# [WORK REQUIRED]
Your task is to output the entries below word for word.

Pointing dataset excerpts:
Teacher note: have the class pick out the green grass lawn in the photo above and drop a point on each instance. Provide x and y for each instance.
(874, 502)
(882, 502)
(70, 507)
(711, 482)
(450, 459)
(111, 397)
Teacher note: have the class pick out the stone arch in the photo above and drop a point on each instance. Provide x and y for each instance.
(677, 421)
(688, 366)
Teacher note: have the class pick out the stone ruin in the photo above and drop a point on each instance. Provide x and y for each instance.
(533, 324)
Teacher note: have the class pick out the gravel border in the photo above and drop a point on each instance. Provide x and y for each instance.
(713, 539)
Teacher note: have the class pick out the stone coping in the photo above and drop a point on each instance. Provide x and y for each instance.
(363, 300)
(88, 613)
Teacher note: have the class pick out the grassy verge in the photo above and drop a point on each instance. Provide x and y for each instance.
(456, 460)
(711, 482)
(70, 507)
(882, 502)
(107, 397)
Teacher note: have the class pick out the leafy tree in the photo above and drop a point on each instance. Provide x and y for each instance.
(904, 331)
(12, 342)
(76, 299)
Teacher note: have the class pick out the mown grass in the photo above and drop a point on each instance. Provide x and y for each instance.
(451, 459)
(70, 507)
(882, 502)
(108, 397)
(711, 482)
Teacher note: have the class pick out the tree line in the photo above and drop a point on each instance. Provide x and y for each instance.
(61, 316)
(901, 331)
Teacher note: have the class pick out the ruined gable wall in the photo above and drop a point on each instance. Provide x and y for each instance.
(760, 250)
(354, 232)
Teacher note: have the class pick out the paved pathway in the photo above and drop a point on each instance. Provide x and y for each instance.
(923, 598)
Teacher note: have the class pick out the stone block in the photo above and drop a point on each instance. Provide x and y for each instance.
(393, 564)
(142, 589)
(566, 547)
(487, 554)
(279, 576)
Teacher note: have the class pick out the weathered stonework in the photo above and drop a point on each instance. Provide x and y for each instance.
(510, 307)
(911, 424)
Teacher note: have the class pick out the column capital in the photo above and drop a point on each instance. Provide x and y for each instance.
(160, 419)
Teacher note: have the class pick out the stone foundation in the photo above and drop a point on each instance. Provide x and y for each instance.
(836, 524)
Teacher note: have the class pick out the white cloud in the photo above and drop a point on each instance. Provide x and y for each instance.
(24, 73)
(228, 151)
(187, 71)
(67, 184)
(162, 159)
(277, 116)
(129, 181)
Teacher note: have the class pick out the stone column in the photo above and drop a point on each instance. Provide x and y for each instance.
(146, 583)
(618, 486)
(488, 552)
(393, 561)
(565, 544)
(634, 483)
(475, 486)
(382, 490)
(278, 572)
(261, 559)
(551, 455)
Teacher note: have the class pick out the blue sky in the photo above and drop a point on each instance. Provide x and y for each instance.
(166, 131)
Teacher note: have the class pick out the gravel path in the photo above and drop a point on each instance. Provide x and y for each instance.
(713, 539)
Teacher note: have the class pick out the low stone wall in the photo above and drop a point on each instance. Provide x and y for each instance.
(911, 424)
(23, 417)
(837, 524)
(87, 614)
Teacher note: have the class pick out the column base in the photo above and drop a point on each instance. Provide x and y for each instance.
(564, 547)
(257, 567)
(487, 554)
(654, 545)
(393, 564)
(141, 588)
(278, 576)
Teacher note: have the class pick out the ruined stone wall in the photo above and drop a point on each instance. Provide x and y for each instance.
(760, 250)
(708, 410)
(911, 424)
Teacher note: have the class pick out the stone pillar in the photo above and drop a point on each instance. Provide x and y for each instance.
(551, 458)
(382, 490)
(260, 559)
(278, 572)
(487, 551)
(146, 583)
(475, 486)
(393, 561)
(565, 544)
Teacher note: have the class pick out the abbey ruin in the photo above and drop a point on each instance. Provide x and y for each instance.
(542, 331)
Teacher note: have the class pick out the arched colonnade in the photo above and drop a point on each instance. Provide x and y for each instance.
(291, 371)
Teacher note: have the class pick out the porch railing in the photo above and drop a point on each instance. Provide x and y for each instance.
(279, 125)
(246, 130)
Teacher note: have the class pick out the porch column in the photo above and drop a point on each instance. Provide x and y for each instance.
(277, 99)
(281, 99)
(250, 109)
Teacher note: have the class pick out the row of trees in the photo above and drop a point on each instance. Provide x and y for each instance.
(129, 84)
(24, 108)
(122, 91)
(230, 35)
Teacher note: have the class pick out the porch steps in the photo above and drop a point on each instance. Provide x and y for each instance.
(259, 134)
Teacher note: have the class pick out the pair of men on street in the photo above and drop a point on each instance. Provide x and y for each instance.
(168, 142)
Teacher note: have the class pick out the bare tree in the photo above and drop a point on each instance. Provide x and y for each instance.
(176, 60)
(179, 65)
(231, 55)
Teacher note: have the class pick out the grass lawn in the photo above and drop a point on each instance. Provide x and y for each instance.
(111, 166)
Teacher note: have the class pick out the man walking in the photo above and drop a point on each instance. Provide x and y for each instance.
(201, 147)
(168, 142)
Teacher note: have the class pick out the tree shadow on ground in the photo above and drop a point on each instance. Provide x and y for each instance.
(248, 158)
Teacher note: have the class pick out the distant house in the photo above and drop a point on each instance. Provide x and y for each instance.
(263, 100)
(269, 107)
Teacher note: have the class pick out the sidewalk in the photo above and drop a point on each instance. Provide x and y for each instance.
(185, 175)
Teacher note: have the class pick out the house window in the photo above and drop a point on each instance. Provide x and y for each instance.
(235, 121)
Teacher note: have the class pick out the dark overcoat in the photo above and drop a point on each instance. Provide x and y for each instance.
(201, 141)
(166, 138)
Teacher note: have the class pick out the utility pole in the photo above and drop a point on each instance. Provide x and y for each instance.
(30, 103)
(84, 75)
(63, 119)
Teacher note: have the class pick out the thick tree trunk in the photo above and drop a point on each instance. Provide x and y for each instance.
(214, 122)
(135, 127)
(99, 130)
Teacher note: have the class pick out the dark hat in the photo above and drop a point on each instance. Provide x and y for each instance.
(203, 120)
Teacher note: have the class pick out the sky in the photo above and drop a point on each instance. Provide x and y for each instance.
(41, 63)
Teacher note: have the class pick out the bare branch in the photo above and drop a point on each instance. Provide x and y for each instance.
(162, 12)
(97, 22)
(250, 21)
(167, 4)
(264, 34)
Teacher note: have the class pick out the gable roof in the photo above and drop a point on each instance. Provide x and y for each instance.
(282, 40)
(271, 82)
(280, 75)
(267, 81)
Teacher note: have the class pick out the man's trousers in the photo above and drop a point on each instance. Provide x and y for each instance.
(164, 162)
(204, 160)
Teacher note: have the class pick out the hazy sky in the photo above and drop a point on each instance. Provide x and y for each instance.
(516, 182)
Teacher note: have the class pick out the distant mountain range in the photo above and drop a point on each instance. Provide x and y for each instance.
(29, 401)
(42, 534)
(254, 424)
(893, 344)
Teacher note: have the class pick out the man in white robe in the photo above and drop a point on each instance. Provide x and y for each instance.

# [ANSWER BELOW]
Teacher note: have the class pick out the green grass lawn in the photo above and drop a point on each instance. Provide x and y for each instance.
(874, 502)
(882, 502)
(70, 507)
(711, 482)
(450, 459)
(111, 397)
Teacher note: have the class pick out the stone arch in the photo above and drop a point on each instance. Provide x and y for each instance.
(677, 421)
(688, 366)
Teacher note: have the class pick out the stone ruin in the photo above and drop a point on each instance. Provide x and y for each instance.
(533, 324)
Teacher note: have the class pick out the gravel border in the photo above and drop a point on each instance. Provide x and y for each instance.
(713, 539)
Teacher note: have the class pick out the stone coping in the photo above and drop a point on each instance. Provide x and y for each instance.
(363, 300)
(88, 613)
Teacher note: have the class pick out the grassy verge in the photo above and drop a point on each instance. Provide x and y for each instance.
(456, 460)
(711, 482)
(70, 507)
(882, 502)
(107, 397)
Teacher note: have the class pick out the leafy tree in the photo above and drop a point on each instance. Provide x and y for each instance.
(904, 331)
(12, 342)
(76, 299)
Teacher note: have the class pick out the mown grass in the photo above and drop a point on each instance. Provide x and y for each instance.
(451, 459)
(70, 507)
(882, 502)
(108, 397)
(711, 482)
Teacher note: have the class pick out the tree line in the photo above and drop a point on each instance. Provide x and y for each instance.
(61, 316)
(901, 331)
Teacher note: have the class pick out the ruined gable wall in the photo above and drop a point on each instance. Provide x and y for each instance.
(760, 250)
(354, 232)
Teacher note: have the class pick out the paved pathway in the photo above and drop a point on each instance. Provide x and y for each instance.
(923, 598)
Teacher note: have the class pick out the stone block in the photo above and drop a point on each instance. Provide x and y for each instance.
(393, 564)
(142, 589)
(566, 547)
(487, 554)
(279, 576)
Teacher note: have the class pick out the weathered stonework in the photo above and drop a point on each instance. Provide x and y for each instance.
(510, 307)
(911, 424)
Teacher note: have the class pick out the column capital in the photo above and drop a point on each instance. Provide x and y for each instance.
(160, 419)
Teacher note: have the class pick out the stone foundation in the photo above and drop a point on each instance. Provide x and y for each instance.
(836, 524)
Teacher note: have the class pick out the white cloud in the photo above and drop a point on each instance. Provide x and y for each instance.
(24, 73)
(228, 151)
(187, 71)
(67, 184)
(162, 159)
(277, 116)
(129, 181)
Teacher note: have the class pick out the stone column in the photo above and drop a point on each instance. Provide x and y for each instance.
(146, 583)
(618, 486)
(488, 552)
(393, 561)
(565, 544)
(634, 483)
(475, 486)
(382, 490)
(278, 572)
(261, 559)
(551, 455)
Teacher note: have the class pick out the blue sky in the photo above and drop a point on each instance. Provide x and y for each instance.
(166, 131)
Teacher note: have the class pick out the gravel path in the photo above and drop a point on each instance. Provide x and y for each instance.
(713, 539)
Teacher note: have the class pick out the low stone wall in the photo above and drop a point on each instance. Provide x and y for each instance.
(911, 424)
(23, 417)
(837, 524)
(87, 614)
Teacher note: have the class pick out the column base in the photo above and drop a point on each instance. Provide x and y for each instance.
(564, 547)
(257, 567)
(487, 554)
(654, 545)
(393, 564)
(141, 588)
(278, 576)
Teacher note: have the class pick out the ruined stone wall in the photo above and drop a point on each instance. Provide x and y for each instance.
(760, 250)
(708, 410)
(911, 424)
Teacher note: have the class pick out the stone pillar in the photo above and drop a point on each instance. Provide x and y for each instance.
(551, 458)
(382, 490)
(260, 559)
(278, 572)
(487, 551)
(146, 583)
(475, 486)
(393, 561)
(565, 544)
Teacher note: have the class pick out the abbey ruin in the photo above and drop a point on each instance. Provide x and y for each instance.
(542, 331)
Teacher note: have the class pick out the arched colonnade in the photo above and drop a point on each instance. Provide x and y for each instance.
(291, 371)
Teacher note: have the class pick out the porch railing in the photo above and drop a point on each instance. Provide x and y for each instance.
(279, 125)
(246, 130)
Teacher note: have the class pick out the porch column in the photo above and drop a point on each instance. Provide x and y for each instance.
(277, 99)
(281, 99)
(250, 109)
Teacher note: have the class pick out the row of trees in the photo above and drop a point on each instance. Provide x and y for each instance.
(129, 84)
(24, 108)
(122, 91)
(230, 35)
Teacher note: have the class pick out the porch steps in the photo above and drop a point on each instance. Provide x and y for each instance.
(259, 134)
Teacher note: have the class pick out the pair of men on street in the photo above and drop a point on each instance. Provide x and y for each instance.
(168, 142)
Teacher note: have the class pick out the bare tree in the photo above and drop a point on each instance. Provide x and y for each instance.
(176, 60)
(179, 65)
(231, 55)
Teacher note: have the class pick out the grass lawn in the photo above and drop a point on each instance. Provide x and y for each instance.
(111, 166)
Teacher note: have the class pick out the man walking in the photo above and drop a point on each instance. Provide x and y for each instance.
(201, 147)
(168, 142)
Teacher note: have the class pick out the tree shadow on ground in the photo above and drop a point on each instance. Provide x and y for each instance.
(248, 158)
Teacher note: have the class pick out the distant house in the photo above and drop a point on each instance. Provide x and y for each instance.
(263, 100)
(269, 107)
Teacher note: have the class pick out the sidewalk in the photo above and drop a point on each instance. Provide x and y for each instance.
(185, 175)
Teacher note: have the class pick out the house window in the photo above and drop a point on each instance. Provide x and y for each instance.
(235, 121)
Teacher note: have the class pick out the dark overcoat in the photo above and drop a point on each instance. Provide x and y for each instance.
(201, 141)
(166, 138)
Teacher note: have the class pick out the utility pole in the photo above and drop a point on each instance. Provide x and y for each instance.
(30, 103)
(84, 75)
(63, 119)
Teacher note: have the class pick out the thick tree trunk in the photo above and drop a point on each instance. Provide x and y for each instance.
(214, 122)
(135, 127)
(99, 130)
Teacher note: have the class pick out the dark hat in the photo above and drop a point on each instance. Provide x and y for each instance.
(203, 120)
Teacher note: have the class pick out the sky in the photo above and drop a point on each instance. Provide x and y for each instance.
(41, 63)
Teacher note: have the class pick out the bare branch in the photo above and drop a point on each instance. Provide x and y for each instance.
(162, 12)
(97, 22)
(250, 21)
(167, 4)
(264, 34)
Teacher note: have the class pick out the gable roof in the photo above and drop a point on each instance. Provide x and y for each instance.
(282, 40)
(271, 82)
(280, 75)
(267, 81)
Teacher note: have the class pick out the man's trousers in the photo above and drop a point on each instance. Provide x and y for each instance.
(164, 162)
(204, 160)
Teacher note: have the class pick out the hazy sky in the photo above and drop a point on each instance. Provide x and y for each instance.
(516, 182)
Teacher note: have the class pick out the distant mountain range in the photo above and drop a point on each instance. Provide x and y for each instance.
(29, 401)
(42, 534)
(254, 424)
(893, 344)
Teacher note: have the class pick out the man in white robe in the photo above and drop a point on each instance. Provide x and y for each instance.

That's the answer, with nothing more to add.